◆ **Brano citato**
......

La Real Casa dei Matti di Aversa fu fondata nel 1813, al posto dell’antico Convento della Maddalena dei Frati minori osservanti, durante il regno di Gioacchino Murat.
A Napoli, prima della sua fondazione, i pazzi venivano ricoverati presso uno speciale distretto dell’Ospedale degli Incurabili, ma durante il periodo napoleonico si sentì l’esigenza di trovare una soluzione più adeguata. La Real Casa dei Matti fu il primo manicomio d’Italia, rappresentando un passo in avanti in ambito sociale e sanitario.
Nato inizialmente come ospedale che curava i malati di mente, infatti, dopo qualche anno, a causa delle trasformazioni sociali dell’Italia, subì anch’esso una evoluzione, diventando, appunto, un vero e proprio manicomio.
Aversa è una città di origine normanna e, durante la sua storia, furono fondati tantissimi enti di beneficenza e monasteri di clausura. Nel 1813, Gioacchino Murat fondò la “Real Casa dei Matti” ispirandosi alle nuove teorie psichiatriche propugnate in Francia da Pinel. Quest’ultimo vedeva nel manicomio un modo per liberare e proteggere i pazzi.

......

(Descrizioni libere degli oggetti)
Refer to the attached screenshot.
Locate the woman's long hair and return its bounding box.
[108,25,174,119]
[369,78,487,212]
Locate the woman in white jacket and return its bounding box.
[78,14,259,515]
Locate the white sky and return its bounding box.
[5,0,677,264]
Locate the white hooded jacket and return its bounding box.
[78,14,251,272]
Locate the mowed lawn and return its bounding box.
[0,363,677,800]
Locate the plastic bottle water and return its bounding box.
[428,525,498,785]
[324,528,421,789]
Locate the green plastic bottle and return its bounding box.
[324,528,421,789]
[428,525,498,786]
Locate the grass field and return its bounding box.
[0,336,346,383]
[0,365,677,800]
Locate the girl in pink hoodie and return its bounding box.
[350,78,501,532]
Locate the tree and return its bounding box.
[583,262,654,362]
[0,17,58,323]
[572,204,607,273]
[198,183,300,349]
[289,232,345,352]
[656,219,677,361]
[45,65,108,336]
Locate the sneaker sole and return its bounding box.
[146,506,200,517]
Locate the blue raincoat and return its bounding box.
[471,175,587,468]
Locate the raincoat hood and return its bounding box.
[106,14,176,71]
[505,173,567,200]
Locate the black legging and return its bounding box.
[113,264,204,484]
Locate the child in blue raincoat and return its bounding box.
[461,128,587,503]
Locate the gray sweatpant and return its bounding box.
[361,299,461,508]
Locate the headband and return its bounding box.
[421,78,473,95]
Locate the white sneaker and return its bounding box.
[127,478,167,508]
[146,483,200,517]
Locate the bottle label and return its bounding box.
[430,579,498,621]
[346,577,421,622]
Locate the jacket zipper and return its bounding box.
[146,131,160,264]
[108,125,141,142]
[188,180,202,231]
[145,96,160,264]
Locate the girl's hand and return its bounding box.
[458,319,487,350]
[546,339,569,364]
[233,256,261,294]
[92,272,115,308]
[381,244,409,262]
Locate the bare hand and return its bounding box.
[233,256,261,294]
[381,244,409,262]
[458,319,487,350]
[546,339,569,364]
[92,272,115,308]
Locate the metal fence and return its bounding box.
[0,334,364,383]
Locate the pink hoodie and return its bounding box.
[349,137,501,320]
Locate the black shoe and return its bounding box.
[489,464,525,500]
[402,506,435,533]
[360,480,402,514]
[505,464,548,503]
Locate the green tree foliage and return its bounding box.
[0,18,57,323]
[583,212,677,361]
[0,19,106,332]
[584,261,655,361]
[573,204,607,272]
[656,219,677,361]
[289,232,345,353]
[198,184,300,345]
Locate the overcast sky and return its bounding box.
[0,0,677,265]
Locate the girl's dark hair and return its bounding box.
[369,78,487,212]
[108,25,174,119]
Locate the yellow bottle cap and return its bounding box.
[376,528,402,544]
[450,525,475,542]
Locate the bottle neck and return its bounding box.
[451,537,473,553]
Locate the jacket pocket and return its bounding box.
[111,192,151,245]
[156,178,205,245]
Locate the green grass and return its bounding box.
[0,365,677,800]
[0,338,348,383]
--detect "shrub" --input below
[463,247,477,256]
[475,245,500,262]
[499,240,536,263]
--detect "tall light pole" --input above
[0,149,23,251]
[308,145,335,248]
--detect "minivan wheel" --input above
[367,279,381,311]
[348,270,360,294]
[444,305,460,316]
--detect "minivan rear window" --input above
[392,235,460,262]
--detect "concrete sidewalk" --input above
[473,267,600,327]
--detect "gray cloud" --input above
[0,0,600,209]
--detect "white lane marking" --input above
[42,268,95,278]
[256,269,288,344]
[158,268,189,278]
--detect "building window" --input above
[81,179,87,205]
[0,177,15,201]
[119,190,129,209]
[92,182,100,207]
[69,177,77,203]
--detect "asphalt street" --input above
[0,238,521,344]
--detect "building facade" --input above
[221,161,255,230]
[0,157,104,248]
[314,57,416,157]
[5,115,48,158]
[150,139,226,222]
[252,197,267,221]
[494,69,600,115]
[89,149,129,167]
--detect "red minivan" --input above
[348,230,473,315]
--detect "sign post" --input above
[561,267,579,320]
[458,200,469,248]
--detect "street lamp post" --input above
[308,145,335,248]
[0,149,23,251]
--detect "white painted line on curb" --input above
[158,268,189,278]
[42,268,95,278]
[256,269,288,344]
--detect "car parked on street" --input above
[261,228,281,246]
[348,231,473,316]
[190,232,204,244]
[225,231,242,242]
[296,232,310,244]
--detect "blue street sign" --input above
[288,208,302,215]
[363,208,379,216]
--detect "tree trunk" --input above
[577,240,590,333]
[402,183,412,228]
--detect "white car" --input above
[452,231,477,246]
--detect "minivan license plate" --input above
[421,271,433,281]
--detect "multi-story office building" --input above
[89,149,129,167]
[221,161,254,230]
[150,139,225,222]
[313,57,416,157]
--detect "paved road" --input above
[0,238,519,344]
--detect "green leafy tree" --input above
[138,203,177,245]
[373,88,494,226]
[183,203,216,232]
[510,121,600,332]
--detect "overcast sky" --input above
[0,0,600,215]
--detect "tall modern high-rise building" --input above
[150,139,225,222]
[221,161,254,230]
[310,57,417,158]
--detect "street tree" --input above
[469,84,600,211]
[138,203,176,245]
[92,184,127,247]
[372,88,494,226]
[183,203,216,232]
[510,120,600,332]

......

◆ **Compito assegnato A**
Quali nomi di città e di paesi compaiono nel brano sulla Real Casa dei Matti?
◆ **Compito assegnato B**
Trascrivi dal brano sulla Real Casa dei Matti il testo da "A Napoli, prima" a "e proprio manicomio.".
◆ **Compito assegnato C**
Come si traduce in inglese questa frase del brano sulla Real Casa dei Matti: «Aversa è una città di origine normanna e, durante la sua storia, furono fondati tantissimi enti di beneficenza e monasteri di clausura.»?

◆ **Spazio risposta A**
Aversa, Napoli, Italia, Francia

◆ **Spazio risposta B**
A Napoli, prima della sua fondazione, i pazzi venivano ricoverati presso uno speciale distretto dell’Ospedale degli Incurabili, ma durante il periodo napoleonico si sentì l’esigenza di trovare una soluzione più adeguata. La Real Casa dei Matti fu il primo manicomio d’Italia, rappresentando un passo in avanti in ambito sociale e sanitario.
Nato inizialmente come ospedale che curava i malati di mente, infatti, dopo qualche anno, a causa delle trasformazioni sociali dell’Italia, subì anch’esso una evoluzione, diventando, appunto, un vero e proprio manicomio.

◆ **Spazio risposta C**
Aversa is a city of Norman origin and, over the course of its history, a great many charitable institutions and cloistered monasteries were founded there.